YOUR OBJECTIVE:
Can you rewrite the listing below with "metal handrail" swapped for "steel railing" and everything else kept the same, leaving the pictures out?

[Records]
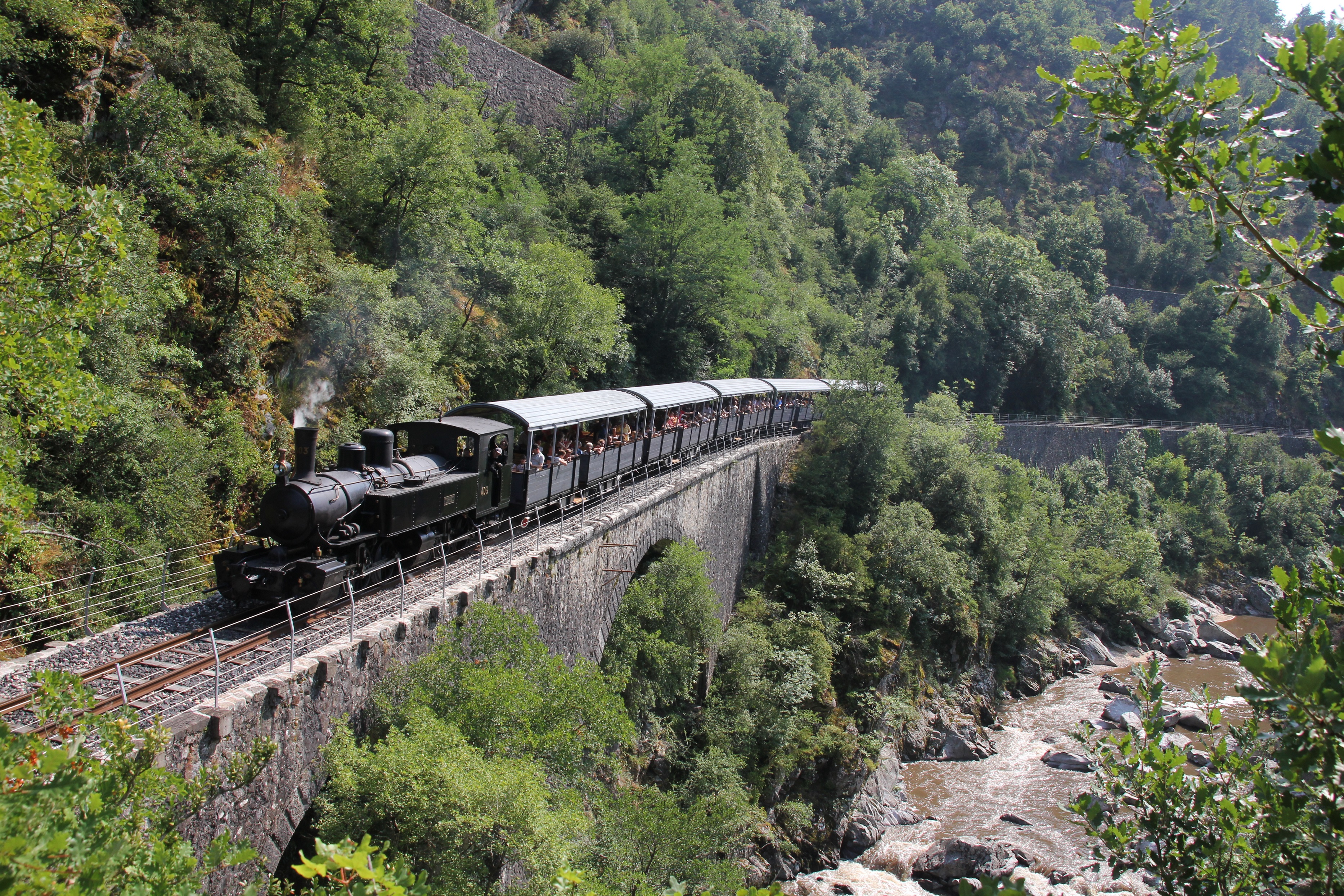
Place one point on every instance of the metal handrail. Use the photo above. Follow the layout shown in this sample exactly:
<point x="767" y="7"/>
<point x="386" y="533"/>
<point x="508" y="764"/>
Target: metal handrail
<point x="89" y="605"/>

WRITTEN SOLUTION:
Place one point on every instance of the steel railing. Use the photo above. Follow the layout shown in this sample exactly:
<point x="767" y="7"/>
<point x="386" y="533"/>
<point x="508" y="764"/>
Target: steel railing
<point x="89" y="605"/>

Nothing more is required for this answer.